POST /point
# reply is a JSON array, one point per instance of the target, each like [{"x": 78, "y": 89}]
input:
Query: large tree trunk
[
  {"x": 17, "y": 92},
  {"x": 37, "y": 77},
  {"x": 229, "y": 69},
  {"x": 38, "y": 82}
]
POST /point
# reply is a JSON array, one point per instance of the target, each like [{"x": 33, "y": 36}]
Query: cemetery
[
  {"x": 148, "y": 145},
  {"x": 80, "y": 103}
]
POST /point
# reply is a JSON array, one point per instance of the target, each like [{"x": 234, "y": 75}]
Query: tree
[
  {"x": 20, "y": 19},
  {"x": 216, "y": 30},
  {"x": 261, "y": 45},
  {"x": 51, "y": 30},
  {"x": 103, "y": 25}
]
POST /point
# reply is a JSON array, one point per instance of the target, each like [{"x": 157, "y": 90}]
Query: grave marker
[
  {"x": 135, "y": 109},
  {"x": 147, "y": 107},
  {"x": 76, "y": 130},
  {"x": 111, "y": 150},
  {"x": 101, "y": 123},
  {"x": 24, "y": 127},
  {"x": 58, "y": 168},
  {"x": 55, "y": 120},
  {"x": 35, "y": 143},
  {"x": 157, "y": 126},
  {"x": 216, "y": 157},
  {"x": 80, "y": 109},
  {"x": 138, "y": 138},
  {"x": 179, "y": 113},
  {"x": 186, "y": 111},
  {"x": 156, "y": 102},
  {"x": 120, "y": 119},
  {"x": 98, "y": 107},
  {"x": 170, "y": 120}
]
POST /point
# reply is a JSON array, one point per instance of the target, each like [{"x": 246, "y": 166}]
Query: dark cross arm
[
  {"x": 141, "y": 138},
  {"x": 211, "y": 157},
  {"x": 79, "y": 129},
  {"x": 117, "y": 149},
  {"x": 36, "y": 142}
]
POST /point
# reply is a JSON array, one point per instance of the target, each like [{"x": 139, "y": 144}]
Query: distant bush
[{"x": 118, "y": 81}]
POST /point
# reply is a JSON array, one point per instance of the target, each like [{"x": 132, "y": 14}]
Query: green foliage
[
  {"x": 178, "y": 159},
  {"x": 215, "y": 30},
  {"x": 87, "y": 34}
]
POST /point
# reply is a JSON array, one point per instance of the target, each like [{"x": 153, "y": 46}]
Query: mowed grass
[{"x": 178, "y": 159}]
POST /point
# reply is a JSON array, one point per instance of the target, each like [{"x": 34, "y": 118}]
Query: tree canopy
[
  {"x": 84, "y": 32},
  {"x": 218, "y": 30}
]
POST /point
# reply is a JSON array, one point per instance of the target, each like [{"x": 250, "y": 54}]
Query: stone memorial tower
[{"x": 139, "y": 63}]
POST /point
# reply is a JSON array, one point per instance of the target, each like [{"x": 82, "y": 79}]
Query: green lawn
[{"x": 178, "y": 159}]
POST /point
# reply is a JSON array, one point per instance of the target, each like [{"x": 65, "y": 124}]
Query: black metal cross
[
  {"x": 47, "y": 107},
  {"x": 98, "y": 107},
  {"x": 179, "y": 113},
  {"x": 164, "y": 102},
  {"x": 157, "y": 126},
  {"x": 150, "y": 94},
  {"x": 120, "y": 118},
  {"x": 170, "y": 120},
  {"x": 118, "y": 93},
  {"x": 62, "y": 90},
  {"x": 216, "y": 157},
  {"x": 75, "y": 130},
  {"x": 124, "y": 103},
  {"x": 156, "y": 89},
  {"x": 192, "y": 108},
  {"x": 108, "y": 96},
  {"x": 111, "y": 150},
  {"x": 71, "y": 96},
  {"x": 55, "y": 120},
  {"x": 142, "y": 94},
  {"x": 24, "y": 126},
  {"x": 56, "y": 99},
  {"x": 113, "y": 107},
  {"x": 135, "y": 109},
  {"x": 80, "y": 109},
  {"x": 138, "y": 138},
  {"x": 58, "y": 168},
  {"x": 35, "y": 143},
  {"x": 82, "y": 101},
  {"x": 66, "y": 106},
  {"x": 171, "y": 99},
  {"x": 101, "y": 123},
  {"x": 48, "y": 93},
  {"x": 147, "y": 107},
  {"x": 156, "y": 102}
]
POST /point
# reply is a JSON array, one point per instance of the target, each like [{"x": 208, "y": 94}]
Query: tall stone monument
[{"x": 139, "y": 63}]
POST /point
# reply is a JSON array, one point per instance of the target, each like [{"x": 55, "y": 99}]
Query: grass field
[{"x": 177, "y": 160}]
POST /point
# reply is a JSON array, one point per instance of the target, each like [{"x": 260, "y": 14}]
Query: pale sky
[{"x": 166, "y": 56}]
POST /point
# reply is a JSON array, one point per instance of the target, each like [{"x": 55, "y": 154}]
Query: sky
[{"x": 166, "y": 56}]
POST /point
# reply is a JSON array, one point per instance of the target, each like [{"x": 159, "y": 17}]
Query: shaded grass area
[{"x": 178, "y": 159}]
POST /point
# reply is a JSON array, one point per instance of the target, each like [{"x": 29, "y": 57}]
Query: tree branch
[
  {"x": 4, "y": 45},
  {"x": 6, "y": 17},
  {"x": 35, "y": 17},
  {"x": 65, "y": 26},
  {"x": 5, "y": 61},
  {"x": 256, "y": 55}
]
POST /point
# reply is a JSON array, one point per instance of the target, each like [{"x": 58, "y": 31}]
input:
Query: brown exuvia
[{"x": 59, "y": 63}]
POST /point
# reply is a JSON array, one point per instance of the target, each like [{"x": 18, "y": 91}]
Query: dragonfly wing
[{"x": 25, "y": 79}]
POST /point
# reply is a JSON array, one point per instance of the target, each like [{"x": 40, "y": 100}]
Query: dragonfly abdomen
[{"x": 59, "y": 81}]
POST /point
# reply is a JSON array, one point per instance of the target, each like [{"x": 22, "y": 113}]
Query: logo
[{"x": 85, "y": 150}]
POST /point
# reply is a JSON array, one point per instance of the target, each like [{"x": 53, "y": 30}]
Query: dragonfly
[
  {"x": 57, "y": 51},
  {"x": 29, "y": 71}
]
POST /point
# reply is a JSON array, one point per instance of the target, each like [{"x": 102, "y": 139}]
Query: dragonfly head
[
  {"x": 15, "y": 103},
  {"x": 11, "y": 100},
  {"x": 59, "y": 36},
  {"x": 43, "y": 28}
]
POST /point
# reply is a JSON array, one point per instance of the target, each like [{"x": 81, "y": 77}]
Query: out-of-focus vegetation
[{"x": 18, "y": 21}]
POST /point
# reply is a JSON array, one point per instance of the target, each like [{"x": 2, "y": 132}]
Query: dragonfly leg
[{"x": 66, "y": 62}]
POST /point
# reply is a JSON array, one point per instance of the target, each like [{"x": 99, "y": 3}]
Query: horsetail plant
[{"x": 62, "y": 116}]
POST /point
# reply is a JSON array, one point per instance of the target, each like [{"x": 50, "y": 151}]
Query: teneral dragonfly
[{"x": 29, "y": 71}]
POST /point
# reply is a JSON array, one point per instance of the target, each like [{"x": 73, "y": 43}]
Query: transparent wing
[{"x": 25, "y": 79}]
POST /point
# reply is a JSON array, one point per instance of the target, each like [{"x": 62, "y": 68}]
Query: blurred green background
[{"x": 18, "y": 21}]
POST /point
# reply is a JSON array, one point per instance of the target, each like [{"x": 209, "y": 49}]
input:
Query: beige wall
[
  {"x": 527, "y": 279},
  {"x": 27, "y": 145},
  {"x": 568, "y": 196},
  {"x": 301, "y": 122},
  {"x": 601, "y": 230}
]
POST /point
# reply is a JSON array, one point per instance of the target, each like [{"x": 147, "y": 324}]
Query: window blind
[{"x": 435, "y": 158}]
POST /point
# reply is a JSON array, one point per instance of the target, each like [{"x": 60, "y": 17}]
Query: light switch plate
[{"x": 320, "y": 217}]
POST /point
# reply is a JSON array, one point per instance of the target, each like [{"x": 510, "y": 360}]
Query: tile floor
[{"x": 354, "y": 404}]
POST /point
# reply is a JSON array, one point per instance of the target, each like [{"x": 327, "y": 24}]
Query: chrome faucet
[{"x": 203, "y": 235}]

====================

**Stated goal**: Locate every line in the records above that contains the word "wing" and copy each one, treating uppercase and lowercase letters as different.

**Finished answer**:
Query: dragonfly wing
Query: transparent wing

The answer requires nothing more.